== PROBLEMS AND TASKS ==
- a) From the infrared oil comparison text, reproduce the passage starting with "Standard Test Method" and going on through "the unknown oil.".
- b) In the infrared oil comparison text, which practice is cited for applying other independent analytical methods to reinforce the infrared findings?

== TEXT EXTRACT ==
****************

Standard Test Method for Comparison of Waterborne Petroleum Oils by Infrared Spectroscopy (Withdrawn 2018)

SIGNIFICANCE AND USE
This test method provides a means for the comparison of waterborne oil samples with potential sources. The waterborne samples may be emulsified in water or obtained from beaches, boats, oil-soaked debris, and so forth.
The unknown oil is identified by the similarity of its infrared spectrum with that of a potential source oil obtained from a known source, selected because of its possible relationship to the unknown oil.
The analysis is capable of comparing most oils. Difficulties may be encountered if a spill occurs in an already polluted area, that is, the spilled-oil mixes with another oil.
In certain cases, there may be interfering substances which require modification of the infrared test method or the use of other test methods (see Practice D3326, Method D.)  
It is desirable, whenever possible, to apply other independent analytical test methods to reinforce the findings of the infrared test method (see Practice D3415).

****************

== RECORDS PROVIDED ==
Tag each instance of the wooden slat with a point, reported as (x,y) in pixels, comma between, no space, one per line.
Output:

****************

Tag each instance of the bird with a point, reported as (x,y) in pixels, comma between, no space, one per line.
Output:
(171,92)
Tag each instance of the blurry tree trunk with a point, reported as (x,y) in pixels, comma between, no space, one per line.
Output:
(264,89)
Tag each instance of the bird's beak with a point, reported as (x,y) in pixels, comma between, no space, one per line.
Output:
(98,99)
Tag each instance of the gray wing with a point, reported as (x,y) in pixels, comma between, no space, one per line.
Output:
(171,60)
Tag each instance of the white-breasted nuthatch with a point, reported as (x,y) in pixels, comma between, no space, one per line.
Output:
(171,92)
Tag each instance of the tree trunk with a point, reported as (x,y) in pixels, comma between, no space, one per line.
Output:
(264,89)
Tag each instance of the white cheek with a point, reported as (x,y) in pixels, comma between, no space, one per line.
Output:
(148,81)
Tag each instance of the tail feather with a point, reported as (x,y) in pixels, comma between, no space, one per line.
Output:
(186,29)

****************

== RESULTS FOR THE EXERCISE ==
- a)
Standard Test Method for Comparison of Waterborne Petroleum Oils by Infrared Spectroscopy (Withdrawn 2018)

SIGNIFICANCE AND USE
This test method provides a means for the comparison of waterborne oil samples with potential sources. The waterborne samples may be emulsified in water or obtained from beaches, boats, oil-soaked debris, and so forth.
The unknown oil is identified by the similarity of its infrared spectrum with that of a potential source oil obtained from a known source, selected because of its possible relationship to the unknown oil.

- b) Practice D3415.